> Passage for review:

Ambulance chiefs are planning to cut ambulance stations, transport control rooms as well as ensuring it transports fewer people to hospital as part of measures to reduce waste.

The plans by West Midlands Ambulance Service Trust will see less stations and five non-emergency patient transport control rooms cut to two by February 2012 – but more lone community responders instead.

The trust said due to cuts in public spending, it will introduce schemes so 200,000 fewer patients, ten per cent less, are taken into A&E in the next five years.

This will include a new system to treat people over the phone at home.

Ambulance officials said the move will mean more cash directed at frontline services and have pledged that it will not affect staff numbers.

Trust chief executive Anthony Marsh said: “As we train our staff to ever higher levels, we are able to treat many more patients at home rather than have to transport them to hospital. Within five years we should be treating 200,000 more patients in settings other than hospitals where appropriate.”

A trust report stated: “The trust will reconfigure its estate into a smaller number of strategically located main ambulance stations. The trust will also rapidly increase the number of community response posts where crews can await calls.

“Some (staff) will be in the same location as current stations, others will be in new areas that are statistically closest to potential patients, thus improving response times. There is no reduction in the number of vehicles or staff in the area; in fact it is likely that they will increase.”

> What you are asked to do: Continue the article on the West Midlands ambulance service plans, starting after its last sentence.

(Stored data entries)

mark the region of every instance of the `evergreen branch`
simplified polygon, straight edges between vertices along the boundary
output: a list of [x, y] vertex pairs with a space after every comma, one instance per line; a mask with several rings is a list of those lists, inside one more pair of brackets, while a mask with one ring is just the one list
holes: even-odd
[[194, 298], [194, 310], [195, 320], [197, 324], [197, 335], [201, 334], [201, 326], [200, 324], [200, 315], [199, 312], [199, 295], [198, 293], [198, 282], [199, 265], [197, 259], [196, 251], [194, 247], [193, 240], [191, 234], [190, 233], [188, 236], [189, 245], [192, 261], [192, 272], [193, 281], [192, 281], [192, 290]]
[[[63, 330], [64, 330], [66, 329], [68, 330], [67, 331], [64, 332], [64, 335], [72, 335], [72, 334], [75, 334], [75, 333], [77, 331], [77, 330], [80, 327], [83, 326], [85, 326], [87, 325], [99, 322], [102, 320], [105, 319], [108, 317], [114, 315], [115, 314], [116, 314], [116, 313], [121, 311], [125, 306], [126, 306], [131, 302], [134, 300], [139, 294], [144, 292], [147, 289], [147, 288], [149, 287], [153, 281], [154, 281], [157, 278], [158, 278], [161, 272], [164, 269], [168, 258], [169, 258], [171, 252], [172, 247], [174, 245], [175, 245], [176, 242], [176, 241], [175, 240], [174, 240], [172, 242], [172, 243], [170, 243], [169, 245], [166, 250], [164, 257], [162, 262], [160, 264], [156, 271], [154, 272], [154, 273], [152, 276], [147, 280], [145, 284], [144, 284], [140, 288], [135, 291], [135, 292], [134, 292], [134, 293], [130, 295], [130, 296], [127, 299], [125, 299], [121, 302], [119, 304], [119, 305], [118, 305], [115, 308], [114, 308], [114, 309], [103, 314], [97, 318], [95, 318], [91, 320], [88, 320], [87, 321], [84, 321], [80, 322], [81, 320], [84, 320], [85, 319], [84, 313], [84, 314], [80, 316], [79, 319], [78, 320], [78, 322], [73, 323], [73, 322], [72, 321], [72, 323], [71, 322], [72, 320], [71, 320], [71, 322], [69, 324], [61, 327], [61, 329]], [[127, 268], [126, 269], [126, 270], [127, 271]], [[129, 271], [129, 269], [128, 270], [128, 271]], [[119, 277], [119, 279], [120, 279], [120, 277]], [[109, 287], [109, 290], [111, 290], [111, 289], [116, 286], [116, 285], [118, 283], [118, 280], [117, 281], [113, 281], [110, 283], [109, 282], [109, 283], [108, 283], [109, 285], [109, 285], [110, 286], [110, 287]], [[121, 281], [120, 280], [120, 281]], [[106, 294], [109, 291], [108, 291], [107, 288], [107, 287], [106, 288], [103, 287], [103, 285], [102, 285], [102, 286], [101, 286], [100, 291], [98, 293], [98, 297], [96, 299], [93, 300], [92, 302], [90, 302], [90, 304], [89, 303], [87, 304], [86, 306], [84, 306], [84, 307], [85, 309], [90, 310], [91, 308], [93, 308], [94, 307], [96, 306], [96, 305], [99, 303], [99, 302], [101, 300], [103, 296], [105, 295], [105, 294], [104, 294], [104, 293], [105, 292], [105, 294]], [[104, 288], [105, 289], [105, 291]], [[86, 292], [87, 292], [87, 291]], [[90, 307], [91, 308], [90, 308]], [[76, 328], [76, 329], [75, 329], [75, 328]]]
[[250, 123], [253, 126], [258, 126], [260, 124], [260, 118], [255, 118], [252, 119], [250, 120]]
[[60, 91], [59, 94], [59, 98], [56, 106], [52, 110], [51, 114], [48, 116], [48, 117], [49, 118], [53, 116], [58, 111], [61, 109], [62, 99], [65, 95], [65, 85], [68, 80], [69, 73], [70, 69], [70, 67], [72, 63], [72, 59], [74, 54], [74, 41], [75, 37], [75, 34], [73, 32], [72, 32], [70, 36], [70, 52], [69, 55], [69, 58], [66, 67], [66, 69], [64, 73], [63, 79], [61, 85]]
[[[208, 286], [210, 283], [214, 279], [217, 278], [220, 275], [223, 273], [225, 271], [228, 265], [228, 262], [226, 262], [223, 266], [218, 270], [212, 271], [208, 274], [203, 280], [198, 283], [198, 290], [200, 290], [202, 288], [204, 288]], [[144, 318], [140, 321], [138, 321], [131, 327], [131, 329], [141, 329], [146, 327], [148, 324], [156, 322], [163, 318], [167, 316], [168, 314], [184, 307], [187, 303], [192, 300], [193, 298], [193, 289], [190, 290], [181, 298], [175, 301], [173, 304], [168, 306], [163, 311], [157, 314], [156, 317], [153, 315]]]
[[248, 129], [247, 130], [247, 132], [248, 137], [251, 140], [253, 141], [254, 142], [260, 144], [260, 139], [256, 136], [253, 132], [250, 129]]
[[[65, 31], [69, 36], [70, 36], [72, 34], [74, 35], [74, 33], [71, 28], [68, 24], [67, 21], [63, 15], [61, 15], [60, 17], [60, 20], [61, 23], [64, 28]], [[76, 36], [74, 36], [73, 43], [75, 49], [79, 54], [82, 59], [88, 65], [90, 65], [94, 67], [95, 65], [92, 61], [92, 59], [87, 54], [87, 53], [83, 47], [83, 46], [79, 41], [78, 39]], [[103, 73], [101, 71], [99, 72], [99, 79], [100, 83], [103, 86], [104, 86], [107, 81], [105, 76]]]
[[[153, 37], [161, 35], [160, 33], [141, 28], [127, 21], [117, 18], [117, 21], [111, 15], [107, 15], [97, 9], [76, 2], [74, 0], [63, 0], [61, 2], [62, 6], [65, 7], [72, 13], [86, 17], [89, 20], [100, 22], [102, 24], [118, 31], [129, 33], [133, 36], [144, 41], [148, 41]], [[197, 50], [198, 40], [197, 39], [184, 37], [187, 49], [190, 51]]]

> Response to this exercise:
It comes weeks after an outcry that Leamington Spa emergency operations centre would be closed down with its 44 staff transferred to Stafford.

The organisation plans to also change its name to Midlands Emergency Healthcare NHS Foundation Trust with West Midlands Ambulance Service the emergency part of the business.

Ray Salmon, from the Unison union, said: “ We can understand the rational behind the plans but station closures could mean some staff having to travel further. We will be keeping a close eye on things.

“Jobs wise, we believe that workers in the ambulance service are among the safest in the health service at the moment.”

The move was revealed in a consultation document to ask the public to support the trust gaining foundation status, which will see it break free from Government control allowing members to have more say on how it is run.